[TEXT PROVIDED]
>>>>>

Ghana is facing some threats and expansion of terrorism. The attacks in Burkina Faso in recent months have led to the establishment of a curfew in twelve areas of northern Ghana.
Now, Ghana’s military is stepping up to checkmate the terrorists.
As a guest of honour at the opening ceremony of the Ghanaian military’s annual Exercise Eagle Claws, the Chief of the Army Staff of the Ghana Armed Forces (GAF), Maj. Gen. Thomas Oppong-Peprah reflected on the field exercise that he created in 2020 to fight the scourge of terrorism.
Oppong-Peprah said the purpose of the counterterrorism exercise is to develop Soldiers’ skills, tactics, techniques, and practices and to prepare the military for any threat.
The four-day exercise began at the air force base in Tamale, Ghana, on December 4 with Oppong-Peprah calling for an appreciation of the role of the Soldier, whom he called “the rifleman.”
“While we are planning at the staff level and everyone is being exercised, the fact remains that we need to develop the skills of our Soldier — the rifleman — to understand the No.1 threat, how it behaves and the role that he has to play,” he told Ghanaian journalists.

<<<<<

[WORK TO COMPLETE]
Copy out the entire article on Ghana's counterterrorism exercise word for word. The lines that come next have no connection to the article on Ghana's military.

[DATASET CONTENT]
>>>>>

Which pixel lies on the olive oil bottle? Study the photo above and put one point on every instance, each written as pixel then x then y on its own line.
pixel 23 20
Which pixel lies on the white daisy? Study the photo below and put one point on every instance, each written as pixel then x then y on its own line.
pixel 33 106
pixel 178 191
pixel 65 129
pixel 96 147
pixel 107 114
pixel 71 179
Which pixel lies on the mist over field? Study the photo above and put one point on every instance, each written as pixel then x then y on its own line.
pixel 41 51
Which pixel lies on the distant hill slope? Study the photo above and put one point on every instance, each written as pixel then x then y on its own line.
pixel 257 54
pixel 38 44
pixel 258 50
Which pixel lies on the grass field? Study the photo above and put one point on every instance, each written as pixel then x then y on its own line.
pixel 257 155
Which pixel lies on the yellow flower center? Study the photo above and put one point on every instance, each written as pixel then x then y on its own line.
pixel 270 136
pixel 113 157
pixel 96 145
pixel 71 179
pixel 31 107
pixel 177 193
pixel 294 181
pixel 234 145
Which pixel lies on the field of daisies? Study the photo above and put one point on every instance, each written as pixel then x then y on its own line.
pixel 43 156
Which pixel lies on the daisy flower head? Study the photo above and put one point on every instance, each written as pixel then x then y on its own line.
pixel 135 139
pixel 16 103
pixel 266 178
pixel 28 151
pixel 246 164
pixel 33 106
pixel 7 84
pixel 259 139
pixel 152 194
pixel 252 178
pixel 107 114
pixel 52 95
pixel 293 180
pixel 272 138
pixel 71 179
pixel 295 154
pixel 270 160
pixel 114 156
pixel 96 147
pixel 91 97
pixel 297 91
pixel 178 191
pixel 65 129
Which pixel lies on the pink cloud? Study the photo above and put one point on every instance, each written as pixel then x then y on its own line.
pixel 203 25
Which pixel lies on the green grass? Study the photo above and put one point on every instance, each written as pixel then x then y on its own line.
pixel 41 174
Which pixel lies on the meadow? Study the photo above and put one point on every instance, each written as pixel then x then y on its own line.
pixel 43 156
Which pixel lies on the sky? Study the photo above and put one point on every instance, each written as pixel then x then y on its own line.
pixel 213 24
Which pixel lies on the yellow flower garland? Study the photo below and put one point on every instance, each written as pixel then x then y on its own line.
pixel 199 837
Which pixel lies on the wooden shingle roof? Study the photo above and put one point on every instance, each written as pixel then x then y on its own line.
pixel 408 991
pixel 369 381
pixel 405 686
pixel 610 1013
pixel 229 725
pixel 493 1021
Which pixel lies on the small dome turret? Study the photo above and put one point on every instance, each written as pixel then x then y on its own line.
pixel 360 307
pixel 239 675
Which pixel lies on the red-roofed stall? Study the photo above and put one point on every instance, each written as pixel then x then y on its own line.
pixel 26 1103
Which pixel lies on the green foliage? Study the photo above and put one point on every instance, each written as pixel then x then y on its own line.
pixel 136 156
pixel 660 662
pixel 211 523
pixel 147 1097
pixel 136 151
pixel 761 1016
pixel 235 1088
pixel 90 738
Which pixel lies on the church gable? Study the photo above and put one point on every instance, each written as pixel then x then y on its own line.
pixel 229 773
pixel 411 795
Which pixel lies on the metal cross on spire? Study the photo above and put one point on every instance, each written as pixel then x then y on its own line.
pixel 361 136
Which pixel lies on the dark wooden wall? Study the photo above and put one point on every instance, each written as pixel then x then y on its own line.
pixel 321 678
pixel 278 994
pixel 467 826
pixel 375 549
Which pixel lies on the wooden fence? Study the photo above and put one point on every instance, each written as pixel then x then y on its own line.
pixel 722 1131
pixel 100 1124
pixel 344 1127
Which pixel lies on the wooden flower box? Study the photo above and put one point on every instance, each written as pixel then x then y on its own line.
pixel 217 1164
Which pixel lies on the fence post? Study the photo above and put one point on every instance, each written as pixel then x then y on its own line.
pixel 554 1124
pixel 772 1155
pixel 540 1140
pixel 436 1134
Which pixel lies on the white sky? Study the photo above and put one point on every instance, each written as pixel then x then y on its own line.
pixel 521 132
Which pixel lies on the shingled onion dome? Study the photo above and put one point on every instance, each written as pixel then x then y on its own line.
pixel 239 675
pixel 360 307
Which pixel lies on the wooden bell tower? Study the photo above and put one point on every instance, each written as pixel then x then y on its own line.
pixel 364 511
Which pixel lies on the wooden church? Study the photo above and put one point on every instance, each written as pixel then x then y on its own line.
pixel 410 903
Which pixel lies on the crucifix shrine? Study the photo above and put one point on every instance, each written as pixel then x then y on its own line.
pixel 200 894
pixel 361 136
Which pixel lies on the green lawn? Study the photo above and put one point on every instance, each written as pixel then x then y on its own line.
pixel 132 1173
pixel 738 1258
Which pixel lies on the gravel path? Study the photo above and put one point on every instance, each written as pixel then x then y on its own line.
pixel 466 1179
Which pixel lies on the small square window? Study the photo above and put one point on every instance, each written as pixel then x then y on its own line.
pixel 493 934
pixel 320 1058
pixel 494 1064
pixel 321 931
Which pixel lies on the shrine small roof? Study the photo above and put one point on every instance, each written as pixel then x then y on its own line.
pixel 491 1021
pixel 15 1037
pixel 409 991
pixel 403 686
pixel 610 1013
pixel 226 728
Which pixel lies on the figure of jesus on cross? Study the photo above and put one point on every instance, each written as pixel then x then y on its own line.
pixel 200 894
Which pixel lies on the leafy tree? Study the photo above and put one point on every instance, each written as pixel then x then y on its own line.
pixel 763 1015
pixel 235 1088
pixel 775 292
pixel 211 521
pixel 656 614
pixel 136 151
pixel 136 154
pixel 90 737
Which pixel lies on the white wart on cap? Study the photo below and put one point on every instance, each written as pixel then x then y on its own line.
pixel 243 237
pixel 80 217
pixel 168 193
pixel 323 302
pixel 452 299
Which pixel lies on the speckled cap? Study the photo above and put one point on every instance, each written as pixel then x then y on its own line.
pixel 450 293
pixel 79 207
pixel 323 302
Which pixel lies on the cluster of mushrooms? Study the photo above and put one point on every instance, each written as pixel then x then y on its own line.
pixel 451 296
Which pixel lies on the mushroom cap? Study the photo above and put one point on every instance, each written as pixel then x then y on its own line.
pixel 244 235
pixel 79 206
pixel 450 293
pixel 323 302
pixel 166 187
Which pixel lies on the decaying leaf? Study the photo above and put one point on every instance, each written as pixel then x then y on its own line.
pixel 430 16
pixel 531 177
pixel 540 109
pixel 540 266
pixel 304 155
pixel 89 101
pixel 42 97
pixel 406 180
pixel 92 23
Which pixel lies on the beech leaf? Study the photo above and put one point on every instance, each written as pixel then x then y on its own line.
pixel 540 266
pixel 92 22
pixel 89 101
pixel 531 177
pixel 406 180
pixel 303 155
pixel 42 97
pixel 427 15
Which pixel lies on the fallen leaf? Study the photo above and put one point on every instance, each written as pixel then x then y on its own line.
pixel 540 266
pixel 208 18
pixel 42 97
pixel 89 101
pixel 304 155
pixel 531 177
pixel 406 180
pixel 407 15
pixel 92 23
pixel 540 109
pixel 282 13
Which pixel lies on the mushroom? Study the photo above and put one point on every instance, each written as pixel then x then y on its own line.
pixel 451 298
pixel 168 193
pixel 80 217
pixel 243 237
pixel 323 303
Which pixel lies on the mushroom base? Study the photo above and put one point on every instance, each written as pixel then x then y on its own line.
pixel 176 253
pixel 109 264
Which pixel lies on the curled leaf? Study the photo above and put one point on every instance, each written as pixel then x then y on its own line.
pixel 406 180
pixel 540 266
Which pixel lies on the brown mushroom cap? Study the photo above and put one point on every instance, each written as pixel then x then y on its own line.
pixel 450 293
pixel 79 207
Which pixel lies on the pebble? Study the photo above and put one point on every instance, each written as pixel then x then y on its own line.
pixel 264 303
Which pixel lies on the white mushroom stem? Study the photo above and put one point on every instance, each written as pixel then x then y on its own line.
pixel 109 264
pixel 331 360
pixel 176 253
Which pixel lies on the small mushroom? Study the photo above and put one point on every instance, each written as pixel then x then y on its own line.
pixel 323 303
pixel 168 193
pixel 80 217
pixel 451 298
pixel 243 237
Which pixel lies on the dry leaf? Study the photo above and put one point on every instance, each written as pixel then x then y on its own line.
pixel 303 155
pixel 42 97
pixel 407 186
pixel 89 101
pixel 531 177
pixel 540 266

<<<<<

[COMPLETED TASK]
Ghana is facing some threats and expansion of terrorism. The attacks in Burkina Faso in recent months have led to the establishment of a curfew in twelve areas of northern Ghana.
Now, Ghana’s military is stepping up to checkmate the terrorists.
As a guest of honour at the opening ceremony of the Ghanaian military’s annual Exercise Eagle Claws, the Chief of the Army Staff of the Ghana Armed Forces (GAF), Maj. Gen. Thomas Oppong-Peprah reflected on the field exercise that he created in 2020 to fight the scourge of terrorism.
Oppong-Peprah said the purpose of the counterterrorism exercise is to develop Soldiers’ skills, tactics, techniques, and practices and to prepare the military for any threat.
The four-day exercise began at the air force base in Tamale, Ghana, on December 4 with Oppong-Peprah calling for an appreciation of the role of the Soldier, whom he called “the rifleman.”
“While we are planning at the staff level and everyone is being exercised, the fact remains that we need to develop the skills of our Soldier — the rifleman — to understand the No.1 threat, how it behaves and the role that he has to play,” he told Ghanaian journalists.